Return all of the entries exactly, with nothing added or left out.

Stored data entries
——————————

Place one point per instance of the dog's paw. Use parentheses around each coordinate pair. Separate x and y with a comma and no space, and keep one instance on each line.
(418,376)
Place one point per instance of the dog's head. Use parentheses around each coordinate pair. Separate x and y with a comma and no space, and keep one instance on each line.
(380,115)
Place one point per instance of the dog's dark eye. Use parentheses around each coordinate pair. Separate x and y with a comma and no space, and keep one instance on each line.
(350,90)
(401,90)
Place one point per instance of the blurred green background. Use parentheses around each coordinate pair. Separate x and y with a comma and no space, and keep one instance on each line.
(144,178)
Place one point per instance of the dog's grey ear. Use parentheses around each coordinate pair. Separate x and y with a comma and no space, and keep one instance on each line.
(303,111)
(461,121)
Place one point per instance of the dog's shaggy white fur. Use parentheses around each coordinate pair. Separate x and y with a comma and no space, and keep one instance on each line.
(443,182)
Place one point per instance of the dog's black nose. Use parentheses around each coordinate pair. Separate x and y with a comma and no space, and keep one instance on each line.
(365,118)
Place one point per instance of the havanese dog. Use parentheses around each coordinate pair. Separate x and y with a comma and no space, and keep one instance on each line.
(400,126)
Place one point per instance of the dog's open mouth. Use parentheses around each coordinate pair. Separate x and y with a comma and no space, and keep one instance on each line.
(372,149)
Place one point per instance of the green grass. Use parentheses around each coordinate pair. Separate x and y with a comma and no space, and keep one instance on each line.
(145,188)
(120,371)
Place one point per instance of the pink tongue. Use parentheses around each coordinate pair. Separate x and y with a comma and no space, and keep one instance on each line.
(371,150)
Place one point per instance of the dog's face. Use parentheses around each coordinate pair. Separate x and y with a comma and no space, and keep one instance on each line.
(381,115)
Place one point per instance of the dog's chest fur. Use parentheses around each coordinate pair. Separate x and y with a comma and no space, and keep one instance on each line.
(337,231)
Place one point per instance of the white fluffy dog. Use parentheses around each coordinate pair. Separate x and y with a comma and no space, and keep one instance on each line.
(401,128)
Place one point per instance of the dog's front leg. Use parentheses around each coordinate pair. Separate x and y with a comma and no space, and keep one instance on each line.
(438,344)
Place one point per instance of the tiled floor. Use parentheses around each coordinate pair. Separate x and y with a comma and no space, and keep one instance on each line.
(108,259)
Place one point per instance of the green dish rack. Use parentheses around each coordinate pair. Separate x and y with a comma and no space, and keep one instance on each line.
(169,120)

——————————

## [Written solution]
Place one point per instance of the dog's paw. Use parentheses around each coordinate pair. Separate x and y with a comma and no space, and keep one instance on each line.
(418,376)
Place one point per instance of the dog's head. Use parentheses around each coordinate pair. Separate x and y with a comma and no space, and keep one instance on each line.
(380,115)
Place one point per instance of the dog's dark eye. Use parentheses around each coordinate pair. Separate x and y with a comma and no space, and keep one instance on each line.
(350,90)
(401,90)
Place one point per instance of the blurred green background. Use parentheses around each coordinate pair. Separate x and y with a comma and no space, and keep one instance on each line.
(144,178)
Place one point per instance of the dog's grey ear. Use parentheses around each coordinate pair. Separate x and y with a comma and no space, and keep one instance on each line.
(303,111)
(461,121)
Place one point per instance of the dog's shaggy white fur. Use parentheses around each coordinate pair. Separate x and y with a comma and no space, and keep one instance on each line.
(443,182)
Place one point per instance of the dog's black nose. Use parentheses around each coordinate pair. Separate x and y with a comma and no space, and keep one instance on each line.
(365,118)
Place one point per instance of the havanese dog. Use parentheses around each coordinate pair. Separate x and y with a comma and no space, and keep one instance on each line.
(400,126)
Place one point per instance of the dog's open mouth. Use parentheses around each coordinate pair. Separate x and y with a comma and no space, and keep one instance on each line.
(372,149)
Place one point per instance of the green grass. Use parentheses around each coordinate pair. Separate x and y with a comma and no space, and keep one instance on each line.
(145,188)
(120,371)
Place one point per instance of the pink tongue. Use parentheses around each coordinate pair. Separate x and y with a comma and no space, and keep one instance on each line.
(371,150)
Place one point per instance of the dog's face. Use parentheses around each coordinate pair. Separate x and y with a comma and no space, and keep one instance on each line.
(381,115)
Place one point per instance of the dog's chest fur. Use parentheses around each coordinate pair. Separate x and y with a comma and no space, and keep one instance on each line.
(337,231)
Place one point per instance of the white fluffy dog. Use parentheses around each coordinate pair. Separate x and y with a comma and no space, and keep one instance on each line.
(401,128)
Place one point per instance of the dog's front leg. Use parentheses around each coordinate pair. Separate x and y with a comma and no space, and keep one instance on each line.
(438,344)
Place one point per instance of the tiled floor. Use parentheses around each coordinate pair. Separate x and y with a comma and no space, and keep one instance on each line.
(108,259)
Place one point per instance of the green dish rack. Use parentheses around each coordinate pair. Separate x and y with a comma and no space, and keep one instance on each line.
(169,120)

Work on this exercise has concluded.